--- START ---

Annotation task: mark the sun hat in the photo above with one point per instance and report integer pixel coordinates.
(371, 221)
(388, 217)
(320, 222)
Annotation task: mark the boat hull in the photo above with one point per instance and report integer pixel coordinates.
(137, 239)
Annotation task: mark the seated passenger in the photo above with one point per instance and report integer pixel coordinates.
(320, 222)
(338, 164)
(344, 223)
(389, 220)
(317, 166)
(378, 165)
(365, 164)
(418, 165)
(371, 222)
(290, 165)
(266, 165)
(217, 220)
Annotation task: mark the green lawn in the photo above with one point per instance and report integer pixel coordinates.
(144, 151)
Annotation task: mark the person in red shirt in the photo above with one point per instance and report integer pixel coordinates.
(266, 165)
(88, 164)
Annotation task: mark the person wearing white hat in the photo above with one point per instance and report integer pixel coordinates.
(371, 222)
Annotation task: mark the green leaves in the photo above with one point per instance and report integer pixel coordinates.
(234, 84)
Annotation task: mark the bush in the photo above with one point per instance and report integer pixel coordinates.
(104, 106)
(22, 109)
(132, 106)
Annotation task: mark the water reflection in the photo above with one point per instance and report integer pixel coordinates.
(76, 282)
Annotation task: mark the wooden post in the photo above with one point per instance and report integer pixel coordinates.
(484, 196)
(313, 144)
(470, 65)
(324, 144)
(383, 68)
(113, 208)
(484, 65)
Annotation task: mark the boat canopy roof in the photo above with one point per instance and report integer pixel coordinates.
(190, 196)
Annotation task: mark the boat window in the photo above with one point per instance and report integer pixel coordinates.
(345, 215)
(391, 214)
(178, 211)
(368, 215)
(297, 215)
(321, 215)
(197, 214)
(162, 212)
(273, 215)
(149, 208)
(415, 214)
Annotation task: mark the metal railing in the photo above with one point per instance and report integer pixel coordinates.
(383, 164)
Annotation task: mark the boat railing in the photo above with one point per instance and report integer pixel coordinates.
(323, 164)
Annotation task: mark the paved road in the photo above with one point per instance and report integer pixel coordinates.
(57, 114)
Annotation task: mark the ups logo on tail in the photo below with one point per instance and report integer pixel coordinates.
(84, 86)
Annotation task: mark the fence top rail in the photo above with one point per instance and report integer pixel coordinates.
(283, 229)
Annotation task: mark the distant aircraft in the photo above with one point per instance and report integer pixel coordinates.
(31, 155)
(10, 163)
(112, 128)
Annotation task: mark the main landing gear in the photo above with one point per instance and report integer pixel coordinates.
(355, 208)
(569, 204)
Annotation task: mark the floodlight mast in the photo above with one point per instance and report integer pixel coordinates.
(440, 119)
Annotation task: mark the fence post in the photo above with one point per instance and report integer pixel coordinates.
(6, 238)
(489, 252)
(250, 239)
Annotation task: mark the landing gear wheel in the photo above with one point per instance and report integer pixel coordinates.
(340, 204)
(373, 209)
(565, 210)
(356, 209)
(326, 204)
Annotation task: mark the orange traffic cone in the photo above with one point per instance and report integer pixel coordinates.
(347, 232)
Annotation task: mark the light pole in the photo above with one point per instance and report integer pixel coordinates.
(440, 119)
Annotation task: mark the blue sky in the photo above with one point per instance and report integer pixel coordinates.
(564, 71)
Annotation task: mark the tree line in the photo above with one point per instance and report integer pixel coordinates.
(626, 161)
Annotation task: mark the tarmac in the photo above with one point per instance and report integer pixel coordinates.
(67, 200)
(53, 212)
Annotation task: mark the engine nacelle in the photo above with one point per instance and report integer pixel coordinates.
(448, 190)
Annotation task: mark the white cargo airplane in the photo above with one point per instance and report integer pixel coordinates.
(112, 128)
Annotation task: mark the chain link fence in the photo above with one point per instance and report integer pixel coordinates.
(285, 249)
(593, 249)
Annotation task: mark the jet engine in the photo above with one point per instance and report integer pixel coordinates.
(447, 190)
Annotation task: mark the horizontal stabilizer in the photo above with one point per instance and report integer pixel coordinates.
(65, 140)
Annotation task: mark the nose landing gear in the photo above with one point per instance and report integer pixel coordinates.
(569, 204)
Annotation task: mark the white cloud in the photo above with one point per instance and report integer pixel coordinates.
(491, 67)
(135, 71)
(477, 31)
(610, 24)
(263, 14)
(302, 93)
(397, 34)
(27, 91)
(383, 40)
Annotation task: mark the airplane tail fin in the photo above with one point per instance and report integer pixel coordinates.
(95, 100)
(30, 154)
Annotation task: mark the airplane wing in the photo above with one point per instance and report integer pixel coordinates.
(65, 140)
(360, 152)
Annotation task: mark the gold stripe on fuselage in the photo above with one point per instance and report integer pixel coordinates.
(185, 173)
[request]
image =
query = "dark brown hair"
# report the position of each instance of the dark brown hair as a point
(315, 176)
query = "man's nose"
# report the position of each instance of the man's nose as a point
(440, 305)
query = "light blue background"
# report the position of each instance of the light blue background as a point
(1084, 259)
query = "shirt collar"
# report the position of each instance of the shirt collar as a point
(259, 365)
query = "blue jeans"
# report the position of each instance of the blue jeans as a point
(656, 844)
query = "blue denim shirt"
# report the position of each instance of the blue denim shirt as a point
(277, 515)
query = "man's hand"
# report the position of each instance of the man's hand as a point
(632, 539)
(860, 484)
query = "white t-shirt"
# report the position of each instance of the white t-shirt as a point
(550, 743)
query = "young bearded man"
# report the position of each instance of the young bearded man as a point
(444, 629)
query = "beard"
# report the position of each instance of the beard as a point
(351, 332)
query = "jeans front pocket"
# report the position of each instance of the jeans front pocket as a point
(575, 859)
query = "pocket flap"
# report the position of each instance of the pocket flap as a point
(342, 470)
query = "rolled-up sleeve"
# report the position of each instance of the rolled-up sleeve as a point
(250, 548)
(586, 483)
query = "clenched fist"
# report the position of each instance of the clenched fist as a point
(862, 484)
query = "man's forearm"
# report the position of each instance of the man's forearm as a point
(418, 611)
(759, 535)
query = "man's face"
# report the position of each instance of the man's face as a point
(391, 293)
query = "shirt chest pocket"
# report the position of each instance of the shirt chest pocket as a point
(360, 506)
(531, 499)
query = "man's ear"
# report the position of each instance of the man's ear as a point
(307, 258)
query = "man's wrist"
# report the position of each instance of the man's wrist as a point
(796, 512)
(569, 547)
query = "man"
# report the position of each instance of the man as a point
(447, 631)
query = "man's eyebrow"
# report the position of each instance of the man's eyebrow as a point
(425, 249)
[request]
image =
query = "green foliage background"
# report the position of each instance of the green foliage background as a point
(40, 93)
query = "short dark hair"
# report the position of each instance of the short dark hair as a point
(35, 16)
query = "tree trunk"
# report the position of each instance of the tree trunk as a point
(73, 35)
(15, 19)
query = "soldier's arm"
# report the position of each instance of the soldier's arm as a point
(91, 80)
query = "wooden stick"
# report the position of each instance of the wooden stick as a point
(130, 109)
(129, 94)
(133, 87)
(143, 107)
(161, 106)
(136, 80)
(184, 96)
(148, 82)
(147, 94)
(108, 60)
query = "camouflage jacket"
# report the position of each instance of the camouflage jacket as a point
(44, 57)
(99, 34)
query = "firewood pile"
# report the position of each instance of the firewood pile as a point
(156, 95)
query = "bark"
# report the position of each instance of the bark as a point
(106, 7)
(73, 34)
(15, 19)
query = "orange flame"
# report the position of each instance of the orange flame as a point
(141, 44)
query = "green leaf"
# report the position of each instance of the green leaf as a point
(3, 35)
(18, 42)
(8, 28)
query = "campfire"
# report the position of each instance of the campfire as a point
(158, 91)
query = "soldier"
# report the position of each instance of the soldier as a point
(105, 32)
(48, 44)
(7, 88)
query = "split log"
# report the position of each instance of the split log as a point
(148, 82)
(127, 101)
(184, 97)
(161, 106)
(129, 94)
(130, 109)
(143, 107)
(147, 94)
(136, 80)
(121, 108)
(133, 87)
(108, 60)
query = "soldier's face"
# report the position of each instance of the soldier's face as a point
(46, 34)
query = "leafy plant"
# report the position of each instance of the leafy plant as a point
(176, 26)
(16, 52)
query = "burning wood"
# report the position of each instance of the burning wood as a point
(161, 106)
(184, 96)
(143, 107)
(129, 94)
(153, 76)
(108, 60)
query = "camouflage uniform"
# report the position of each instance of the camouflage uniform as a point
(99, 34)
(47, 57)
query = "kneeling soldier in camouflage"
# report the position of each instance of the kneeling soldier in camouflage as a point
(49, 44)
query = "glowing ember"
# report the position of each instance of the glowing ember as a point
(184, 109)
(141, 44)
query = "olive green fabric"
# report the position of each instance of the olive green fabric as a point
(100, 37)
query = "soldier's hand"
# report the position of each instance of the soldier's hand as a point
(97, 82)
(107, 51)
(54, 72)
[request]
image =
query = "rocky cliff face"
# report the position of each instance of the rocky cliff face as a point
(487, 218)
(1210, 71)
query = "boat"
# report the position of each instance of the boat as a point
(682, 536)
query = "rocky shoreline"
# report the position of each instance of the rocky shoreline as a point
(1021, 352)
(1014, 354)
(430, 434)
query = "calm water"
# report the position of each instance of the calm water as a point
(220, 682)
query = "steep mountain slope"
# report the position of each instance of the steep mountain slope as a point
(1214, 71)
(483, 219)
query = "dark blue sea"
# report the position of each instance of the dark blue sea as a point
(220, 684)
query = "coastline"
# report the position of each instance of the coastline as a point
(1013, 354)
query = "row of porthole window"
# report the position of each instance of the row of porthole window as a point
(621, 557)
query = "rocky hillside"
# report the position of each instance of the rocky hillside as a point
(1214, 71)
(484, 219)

--- END ---

• Task instructions:
Return, exactly as written, only those lines that run from the one with "# report the position of each instance of the rocky hillside" to the last line of the data, both of those lines included.

• Output below:
# report the position of each instance of the rocky hillside as a point
(1214, 71)
(484, 219)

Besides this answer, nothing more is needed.